» TASK TO COMPLETE
Starting at the line that contains "If you would be willing to tag the fence" and ending at the last line of the records, write every line out again. Raise both numbers in each coordinate pair by 133, and leave every other line unchanged.

* * * * *

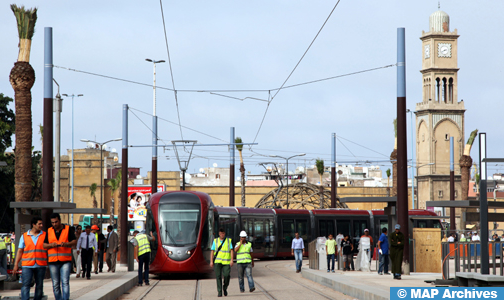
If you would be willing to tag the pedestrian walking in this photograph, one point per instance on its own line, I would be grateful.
(331, 252)
(33, 259)
(347, 248)
(297, 250)
(383, 250)
(245, 261)
(59, 241)
(111, 246)
(221, 259)
(89, 248)
(396, 240)
(3, 257)
(142, 255)
(76, 256)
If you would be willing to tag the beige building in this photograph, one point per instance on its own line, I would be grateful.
(440, 115)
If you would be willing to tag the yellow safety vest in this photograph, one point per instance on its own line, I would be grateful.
(224, 255)
(143, 244)
(243, 254)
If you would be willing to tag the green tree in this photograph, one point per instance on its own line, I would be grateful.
(22, 78)
(242, 168)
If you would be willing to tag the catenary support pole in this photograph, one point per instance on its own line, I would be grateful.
(334, 185)
(452, 187)
(124, 189)
(47, 144)
(402, 156)
(483, 206)
(231, 169)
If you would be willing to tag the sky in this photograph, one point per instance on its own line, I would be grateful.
(254, 45)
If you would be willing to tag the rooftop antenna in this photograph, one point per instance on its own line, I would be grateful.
(183, 164)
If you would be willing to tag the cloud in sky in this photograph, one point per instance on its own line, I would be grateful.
(255, 45)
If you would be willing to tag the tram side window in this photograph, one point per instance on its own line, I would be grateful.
(302, 229)
(343, 227)
(287, 230)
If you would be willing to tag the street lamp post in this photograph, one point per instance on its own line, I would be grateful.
(287, 170)
(418, 199)
(412, 157)
(101, 171)
(154, 129)
(71, 171)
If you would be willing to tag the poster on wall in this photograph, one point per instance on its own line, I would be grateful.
(138, 196)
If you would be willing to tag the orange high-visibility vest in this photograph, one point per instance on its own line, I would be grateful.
(59, 253)
(34, 253)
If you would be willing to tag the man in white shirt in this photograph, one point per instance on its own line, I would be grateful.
(86, 242)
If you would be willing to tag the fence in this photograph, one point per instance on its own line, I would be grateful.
(466, 257)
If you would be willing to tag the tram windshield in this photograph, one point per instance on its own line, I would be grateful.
(179, 223)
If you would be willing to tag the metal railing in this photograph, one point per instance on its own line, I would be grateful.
(467, 257)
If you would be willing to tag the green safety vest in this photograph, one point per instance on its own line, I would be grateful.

* * * * *

» ANSWER TO THIS EXERCISE
If you would be willing to tag the fence in this photograph, one point per instance on its own line, I would be grateful.
(599, 390)
If you would be willing to tag the tram windshield in this photograph, one point per instance on its own line, I would be grateful.
(312, 356)
If you would be willing to tag the metal railing in this photograph, one point per instance on its own line, I would be grateful.
(600, 390)
If you would be willing to tag the green safety vest in this photograph, one point per instance on its own line, I would be grateful.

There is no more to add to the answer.